— Start of GIVEN DATA —

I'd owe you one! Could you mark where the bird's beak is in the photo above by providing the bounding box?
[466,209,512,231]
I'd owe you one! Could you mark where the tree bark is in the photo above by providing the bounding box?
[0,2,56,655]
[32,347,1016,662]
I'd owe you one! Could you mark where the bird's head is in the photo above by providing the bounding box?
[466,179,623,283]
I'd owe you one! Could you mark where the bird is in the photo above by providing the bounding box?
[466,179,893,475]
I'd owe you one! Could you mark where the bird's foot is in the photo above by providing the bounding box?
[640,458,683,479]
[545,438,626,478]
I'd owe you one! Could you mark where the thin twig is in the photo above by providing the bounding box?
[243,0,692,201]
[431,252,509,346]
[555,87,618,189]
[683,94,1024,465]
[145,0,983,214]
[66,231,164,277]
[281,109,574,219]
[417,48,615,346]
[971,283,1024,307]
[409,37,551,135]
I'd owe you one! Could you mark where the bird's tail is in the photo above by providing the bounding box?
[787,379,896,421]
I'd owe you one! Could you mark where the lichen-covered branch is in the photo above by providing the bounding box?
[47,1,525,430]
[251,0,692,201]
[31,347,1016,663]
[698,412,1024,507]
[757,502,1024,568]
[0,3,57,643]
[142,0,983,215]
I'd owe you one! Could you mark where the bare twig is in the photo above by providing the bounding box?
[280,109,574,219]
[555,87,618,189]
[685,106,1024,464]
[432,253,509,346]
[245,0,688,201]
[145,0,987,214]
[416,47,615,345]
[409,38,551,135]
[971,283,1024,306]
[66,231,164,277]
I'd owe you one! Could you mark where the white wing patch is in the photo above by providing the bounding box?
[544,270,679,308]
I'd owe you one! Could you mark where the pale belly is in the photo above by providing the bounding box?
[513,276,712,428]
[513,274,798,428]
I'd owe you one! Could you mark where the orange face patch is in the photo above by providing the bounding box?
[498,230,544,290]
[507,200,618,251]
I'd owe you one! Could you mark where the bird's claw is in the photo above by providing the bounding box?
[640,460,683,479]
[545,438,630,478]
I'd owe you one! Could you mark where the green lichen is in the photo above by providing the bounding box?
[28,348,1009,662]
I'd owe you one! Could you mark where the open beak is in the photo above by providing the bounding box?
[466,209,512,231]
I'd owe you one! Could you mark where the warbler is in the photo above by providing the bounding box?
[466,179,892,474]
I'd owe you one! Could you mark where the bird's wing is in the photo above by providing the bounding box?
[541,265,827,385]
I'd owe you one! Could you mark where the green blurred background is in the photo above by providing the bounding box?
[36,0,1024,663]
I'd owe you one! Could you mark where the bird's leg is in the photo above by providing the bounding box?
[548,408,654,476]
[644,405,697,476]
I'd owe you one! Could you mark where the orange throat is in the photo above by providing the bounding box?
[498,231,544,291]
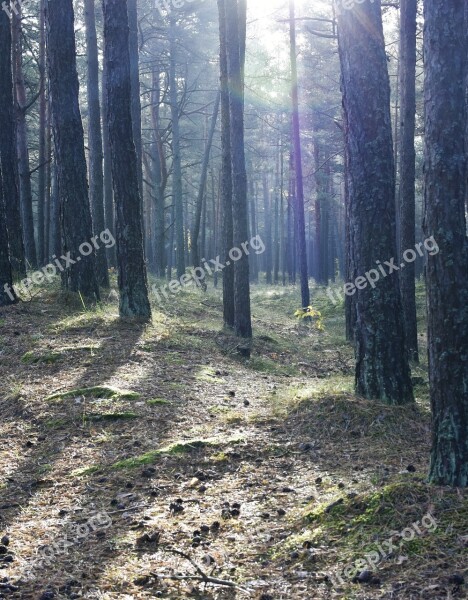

— End of GIVEN DATA —

Rewrite every one of the records above with "photo" swapped for "image" and nothing else altered. Omit the pictures from your answer.

I'd owe you one! Could you mark where the bird's beak is in the image above by providing the bounding box?
[466,209,512,231]
I'd owe you one! Could you mark where the tree bark is in the image above by providing the bounding box?
[0,2,56,655]
[32,347,1016,662]
I'd owe you one! Could you mark where the bird's head is in the image above by providing the bounding box?
[466,179,623,283]
I'd owe you one! Could you mark where the bird is in the image above by providing the bounding box?
[466,179,893,475]
I'd owe you one! Could you mark where the bird's foot is in the image above by providing the bounding box?
[640,458,683,479]
[545,438,626,478]
I'd owe you one! Could you mark where the thin twig is in the image above by providing the bounding box?
[243,0,692,201]
[431,252,509,346]
[555,87,618,189]
[683,94,1024,465]
[145,0,983,214]
[66,231,164,277]
[281,109,574,219]
[417,48,615,346]
[971,283,1024,307]
[409,37,551,135]
I'd owe you one! Could you mark where the bird's tail is in the image above by providing the bounding box?
[787,379,896,421]
I'd owe you one! Could you mark where the lichen-covered branch is in the image above by providing the bounding box?
[47,1,525,430]
[251,0,692,201]
[31,347,1016,663]
[698,412,1024,507]
[757,502,1024,568]
[0,3,57,643]
[142,0,983,215]
I'd owe you one! Could you mark where the bare twig is in the image above by providing the bounding box?
[280,109,574,219]
[555,87,618,189]
[685,106,1024,464]
[432,253,509,346]
[245,0,688,201]
[145,0,987,214]
[416,47,615,345]
[409,38,551,135]
[971,283,1024,306]
[66,231,164,277]
I'd owe you one! Could you mark where the white wing patch is in the image above by providing the bounding box?
[544,270,679,308]
I'd owe you one! Could you mark where the pale belly is in the image above by providing the bounding box?
[513,276,712,428]
[513,274,798,428]
I'd owe you one! Could you mark where the orange face patch is in the image above by providing the bounding box?
[498,230,544,290]
[507,200,618,251]
I'd owe you one! Could you mark where the bird's claw is in the image above by providing the bounding box?
[640,460,683,479]
[545,438,630,478]
I'd owe you one! Could you mark where the green lichen is in the image above by providing the bounding box?
[28,348,1009,662]
I'd owe you one! Could you mark where the open beak is in the image above by providing the bounding box?
[466,209,512,231]
I'd owe you one! Could you mark where the warbler is in the image above by providing the bounding box?
[466,179,892,474]
I'd owe you one! Could you mark where the bird's wing is in the image above by providing the bounding box?
[541,265,827,385]
I'd owe you one! Could you mark where the green blurred background is in the image above by providing the bounding box?
[36,0,1024,663]
I'd owe you one! Could you mark where the bird's leg is in the image above by providing the bounding box?
[548,408,654,476]
[644,405,697,476]
I'd owe you one! Could you mark where the orange throat is in the image above by providing the bounding box?
[498,231,544,291]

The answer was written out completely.